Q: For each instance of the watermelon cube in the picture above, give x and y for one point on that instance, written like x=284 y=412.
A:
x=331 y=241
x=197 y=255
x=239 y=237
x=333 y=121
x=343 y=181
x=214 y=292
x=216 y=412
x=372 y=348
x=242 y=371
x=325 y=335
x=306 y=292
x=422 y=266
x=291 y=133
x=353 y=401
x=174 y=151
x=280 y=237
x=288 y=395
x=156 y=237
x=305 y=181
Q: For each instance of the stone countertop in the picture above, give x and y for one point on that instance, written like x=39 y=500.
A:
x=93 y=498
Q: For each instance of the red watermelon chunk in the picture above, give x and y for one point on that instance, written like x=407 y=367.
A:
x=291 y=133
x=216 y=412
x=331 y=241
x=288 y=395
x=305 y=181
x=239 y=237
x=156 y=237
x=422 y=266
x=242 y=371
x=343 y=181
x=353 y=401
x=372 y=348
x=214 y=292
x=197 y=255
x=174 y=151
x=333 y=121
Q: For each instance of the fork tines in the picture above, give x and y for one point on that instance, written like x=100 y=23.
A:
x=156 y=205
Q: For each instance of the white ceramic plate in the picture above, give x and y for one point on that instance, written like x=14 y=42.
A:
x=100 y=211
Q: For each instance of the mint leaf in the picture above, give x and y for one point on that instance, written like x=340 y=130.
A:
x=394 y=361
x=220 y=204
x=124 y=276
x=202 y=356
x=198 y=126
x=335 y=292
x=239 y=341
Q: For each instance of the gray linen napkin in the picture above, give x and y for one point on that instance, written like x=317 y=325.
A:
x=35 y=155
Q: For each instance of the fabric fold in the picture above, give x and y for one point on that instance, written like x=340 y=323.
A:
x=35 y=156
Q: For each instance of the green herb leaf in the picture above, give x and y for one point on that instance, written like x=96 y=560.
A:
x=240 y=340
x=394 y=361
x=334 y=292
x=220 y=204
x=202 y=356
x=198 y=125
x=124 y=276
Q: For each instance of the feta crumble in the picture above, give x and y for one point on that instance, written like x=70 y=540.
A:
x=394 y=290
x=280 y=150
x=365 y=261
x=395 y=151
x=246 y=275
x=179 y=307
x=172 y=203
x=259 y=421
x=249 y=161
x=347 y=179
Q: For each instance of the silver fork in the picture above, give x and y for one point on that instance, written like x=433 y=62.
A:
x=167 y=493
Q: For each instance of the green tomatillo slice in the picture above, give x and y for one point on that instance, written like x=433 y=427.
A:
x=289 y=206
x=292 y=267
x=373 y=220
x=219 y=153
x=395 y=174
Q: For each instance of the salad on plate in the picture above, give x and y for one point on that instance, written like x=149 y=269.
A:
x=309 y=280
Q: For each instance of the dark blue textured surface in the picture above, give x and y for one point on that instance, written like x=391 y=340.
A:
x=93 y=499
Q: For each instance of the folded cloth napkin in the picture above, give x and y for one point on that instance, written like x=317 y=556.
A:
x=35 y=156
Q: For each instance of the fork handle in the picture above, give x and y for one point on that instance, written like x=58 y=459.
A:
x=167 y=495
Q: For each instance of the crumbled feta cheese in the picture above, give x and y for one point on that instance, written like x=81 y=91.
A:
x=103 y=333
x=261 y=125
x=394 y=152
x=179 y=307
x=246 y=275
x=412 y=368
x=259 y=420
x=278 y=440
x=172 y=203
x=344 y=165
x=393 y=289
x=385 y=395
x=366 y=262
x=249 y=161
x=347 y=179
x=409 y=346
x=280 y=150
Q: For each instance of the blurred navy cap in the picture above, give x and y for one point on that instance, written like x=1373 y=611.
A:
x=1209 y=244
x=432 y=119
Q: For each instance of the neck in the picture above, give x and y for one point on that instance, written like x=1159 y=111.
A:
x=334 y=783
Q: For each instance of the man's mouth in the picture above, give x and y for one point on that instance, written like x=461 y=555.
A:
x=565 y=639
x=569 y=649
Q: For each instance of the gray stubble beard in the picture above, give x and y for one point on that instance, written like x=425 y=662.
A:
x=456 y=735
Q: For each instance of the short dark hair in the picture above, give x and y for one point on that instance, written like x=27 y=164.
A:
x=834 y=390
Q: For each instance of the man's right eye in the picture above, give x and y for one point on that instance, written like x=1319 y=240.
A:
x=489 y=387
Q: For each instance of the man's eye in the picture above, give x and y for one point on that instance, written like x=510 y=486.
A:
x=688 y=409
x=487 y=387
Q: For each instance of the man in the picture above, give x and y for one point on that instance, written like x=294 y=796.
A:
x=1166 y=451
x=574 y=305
++++++++++
Wandeln Sie sämtliche obigen Datensätze in eine JSON-Liste von Zeichenketten um. Jede Zeile soll ein eigener Eintrag sein, Leerzeilen entfallen.

[
  "Q: For each instance of the watermelon cube in the picture above, give x and y for one point on that instance, written like x=284 y=412.",
  "A:",
  "x=331 y=241",
  "x=197 y=255",
  "x=239 y=237",
  "x=333 y=121",
  "x=343 y=181",
  "x=214 y=292",
  "x=216 y=412",
  "x=372 y=348",
  "x=242 y=371",
  "x=325 y=335",
  "x=306 y=292",
  "x=422 y=266",
  "x=291 y=133",
  "x=353 y=401",
  "x=174 y=151",
  "x=280 y=237",
  "x=288 y=395",
  "x=156 y=237",
  "x=305 y=181",
  "Q: For each instance of the stone countertop in the picture above, give x and y for one point on that instance, written like x=39 y=500.",
  "A:",
  "x=93 y=498",
  "Q: For each instance of the red watermelon chunk in the picture above, give x and y for one point on that instance, written like x=407 y=367.",
  "A:",
  "x=291 y=133",
  "x=216 y=412",
  "x=331 y=241",
  "x=288 y=395",
  "x=305 y=181",
  "x=239 y=237",
  "x=156 y=237",
  "x=422 y=266",
  "x=242 y=371",
  "x=343 y=181",
  "x=353 y=401",
  "x=372 y=348",
  "x=214 y=292",
  "x=197 y=255",
  "x=174 y=151",
  "x=333 y=121",
  "Q: For each instance of the fork tines in the picture above, give x and y for one point on that instance, written like x=100 y=23.",
  "A:",
  "x=156 y=205",
  "Q: For each instance of the white ceramic plate in the picture above, give x and y for one point on that instance, written like x=14 y=42.",
  "A:",
  "x=100 y=211",
  "Q: For each instance of the mint leaf in the picture above, give x and y for one point on that instance, written like x=340 y=130.",
  "A:",
  "x=394 y=361",
  "x=220 y=204",
  "x=124 y=276",
  "x=202 y=356",
  "x=198 y=126",
  "x=335 y=292",
  "x=239 y=341",
  "Q: For each instance of the gray linen napkin in the picture above, give x and y for one point on that instance, written like x=317 y=325.",
  "A:",
  "x=35 y=155",
  "Q: For each instance of the fabric fold in the picture above, give x and y for one point on that instance, written like x=340 y=323.",
  "A:",
  "x=35 y=156",
  "Q: For each instance of the green herb leaf in the picture above, give x and y for one point on that instance, written like x=96 y=560.",
  "A:",
  "x=240 y=340",
  "x=394 y=361",
  "x=334 y=292",
  "x=220 y=204",
  "x=202 y=356",
  "x=198 y=125",
  "x=124 y=276",
  "Q: For each instance of the feta crumble in the picture above, give x and y for one point on that instance, written like x=70 y=540.",
  "A:",
  "x=394 y=290",
  "x=280 y=150",
  "x=365 y=261",
  "x=395 y=151",
  "x=246 y=275",
  "x=179 y=307",
  "x=172 y=203",
  "x=259 y=421",
  "x=249 y=161",
  "x=347 y=179",
  "Q: For each instance of the silver fork in the picture above, give x and y for one point on that instance, written like x=433 y=62.",
  "A:",
  "x=167 y=493",
  "Q: For each instance of the green tomatillo slice in the picture above, give x and y for one point on that instance, written like x=433 y=427.",
  "A:",
  "x=289 y=206",
  "x=292 y=267",
  "x=373 y=220",
  "x=219 y=153",
  "x=395 y=174",
  "Q: For each instance of the salad on plate in the picture above, give x and y for one point on that instance, written like x=149 y=269.",
  "A:",
  "x=309 y=280",
  "Q: For each instance of the dark blue textured surface in the picture above, give x and y for one point on that instance, written like x=391 y=340.",
  "A:",
  "x=93 y=499",
  "Q: For each instance of the folded cloth napkin in the picture above, give x and y for one point on that instance, written like x=317 y=556.",
  "A:",
  "x=35 y=156",
  "Q: For each instance of the fork handle in the picture above, give x and y for one point on that instance, written like x=58 y=459.",
  "A:",
  "x=167 y=495",
  "Q: For each instance of the crumbled feta cheese in the picture above, give x and y for one point on that instance, written like x=81 y=91.",
  "A:",
  "x=103 y=333",
  "x=261 y=125",
  "x=394 y=152",
  "x=179 y=307",
  "x=246 y=275",
  "x=412 y=368",
  "x=259 y=420",
  "x=278 y=440",
  "x=172 y=203",
  "x=344 y=165",
  "x=393 y=289",
  "x=385 y=395",
  "x=366 y=262",
  "x=249 y=161",
  "x=347 y=179",
  "x=409 y=346",
  "x=280 y=150",
  "Q: For each instance of the blurred navy cap in the picture above, give x and y for one point on that instance, written like x=1373 y=611.",
  "A:",
  "x=1209 y=244",
  "x=432 y=119",
  "Q: For each instance of the neck in the picture above, give x and y for one point on that instance, written like x=1159 y=111.",
  "A:",
  "x=334 y=783",
  "Q: For each instance of the man's mouth in the picture above, give x and y for one point on that instance, written like x=461 y=555.",
  "A:",
  "x=565 y=639",
  "x=569 y=649",
  "Q: For each instance of the gray stubble beard in the picture above, give x and y for one point on that instance, written like x=425 y=662.",
  "A:",
  "x=456 y=735",
  "Q: For each instance of the short dark hair in the picture above, give x and y for one point on that instance, written like x=27 y=164.",
  "A:",
  "x=834 y=390",
  "Q: For each instance of the man's right eye in the picture above, give x and y for one point on that instance, written like x=1319 y=240.",
  "A:",
  "x=489 y=387",
  "Q: For each instance of the man's eye in the picture above, give x and y for one point on that instance, written like x=510 y=486.",
  "A:",
  "x=688 y=409",
  "x=487 y=387",
  "Q: For each instance of the man in the picture above, give x and y for one point on that instance, written like x=294 y=796.",
  "A:",
  "x=1166 y=451",
  "x=574 y=305"
]